The deal’s opponents are more divided, although most claim it would reduce India’s sovereign control over, or cap, its nuclear arsenal. The Left emphasizes the deal’s link to the 2005 India-US defence framework and says it’ll make India Washington’s “junior partner”. The Right holds that India won’t have a world-class deterrent because the deal will prevent a hydrogen bomb test.
The Right strongly supports the nuclear-power-equals-energy-security argument. The Left is ambivalent. The Right craves a closer relationship with the US. The Left detests one. Both hold that the Hyde Act imposes unreasonable restrictions and will prevail over last year’s bilateral “123 agreement”.
The supporters are profoundly mistaken in arguing that India developed its nuclear technology indigenously, and was “unfairly” punished for the Pokharan-I blast. India has borrowed or bought nuclear equipment, material and technology from numerous sources, including the US, UK, France, USSR/Russia, Canada, Germany, and even China. India cheated on its agreements with the US and Canada to use the Cirus reactor—which they helped build—only for “peaceful purposes”. India extracted the Pokharan-I bomb-fuel from Cirus. (Hence, the “peaceful” nuclear explosion.)

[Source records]
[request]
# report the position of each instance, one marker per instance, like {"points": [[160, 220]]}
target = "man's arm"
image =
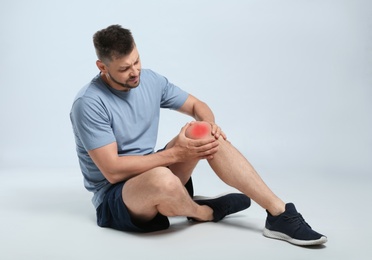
{"points": [[119, 168], [200, 111]]}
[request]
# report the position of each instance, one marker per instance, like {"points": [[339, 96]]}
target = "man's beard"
{"points": [[124, 85]]}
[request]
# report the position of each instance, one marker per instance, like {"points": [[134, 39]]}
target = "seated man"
{"points": [[115, 121]]}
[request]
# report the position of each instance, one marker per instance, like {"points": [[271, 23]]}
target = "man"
{"points": [[115, 121]]}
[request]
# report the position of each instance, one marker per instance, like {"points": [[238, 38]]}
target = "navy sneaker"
{"points": [[225, 205], [291, 227]]}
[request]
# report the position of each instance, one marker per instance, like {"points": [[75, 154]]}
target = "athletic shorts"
{"points": [[113, 213]]}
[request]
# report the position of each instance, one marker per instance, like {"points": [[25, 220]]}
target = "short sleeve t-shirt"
{"points": [[101, 115]]}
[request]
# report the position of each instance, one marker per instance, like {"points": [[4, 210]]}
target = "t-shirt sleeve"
{"points": [[91, 123], [173, 97]]}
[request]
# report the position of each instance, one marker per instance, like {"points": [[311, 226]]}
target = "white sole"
{"points": [[281, 236]]}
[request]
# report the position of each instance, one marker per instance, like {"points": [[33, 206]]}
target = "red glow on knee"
{"points": [[198, 130]]}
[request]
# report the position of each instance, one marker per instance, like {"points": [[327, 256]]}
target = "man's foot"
{"points": [[225, 205], [291, 227]]}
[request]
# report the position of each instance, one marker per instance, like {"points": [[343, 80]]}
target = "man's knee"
{"points": [[165, 181], [199, 130]]}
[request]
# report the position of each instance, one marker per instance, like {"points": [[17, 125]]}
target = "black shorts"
{"points": [[114, 213]]}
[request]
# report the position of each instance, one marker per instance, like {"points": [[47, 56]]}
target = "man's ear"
{"points": [[101, 66]]}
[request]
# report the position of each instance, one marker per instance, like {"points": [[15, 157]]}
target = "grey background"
{"points": [[289, 81]]}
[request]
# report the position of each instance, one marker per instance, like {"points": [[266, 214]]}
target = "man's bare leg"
{"points": [[160, 191], [235, 170]]}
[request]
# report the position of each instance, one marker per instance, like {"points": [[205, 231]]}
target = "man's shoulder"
{"points": [[94, 89]]}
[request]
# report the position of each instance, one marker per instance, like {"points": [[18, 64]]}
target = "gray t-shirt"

-- STUDY QUESTIONS --
1. Answer these questions from the nuclear deal text:
(a) According to the Left, what will the deal make India?
(b) What test does the Right say the deal will prevent?
(c) From which reactor did India extract the Pokharan-I bomb-fuel?
2. Please update the stretch of the nuclear deal text from "The deal’s opponents" through "hydrogen bomb test.", replacing "hydrogen bomb test" with "thermonuclear weapons test".

-- RESULTS IN ORDER --
1.
(a) Washington's "junior partner"
(b) A hydrogen bomb test
(c) Cirus

2.
The deal’s opponents are more divided, although most claim it would reduce India’s sovereign control over, or cap, its nuclear arsenal. The Left emphasizes the deal’s link to the 2005 India-US defence framework and says it’ll make India Washington’s “junior partner”. The Right holds that India won’t have a world-class deterrent because the deal will prevent a thermonuclear weapons test.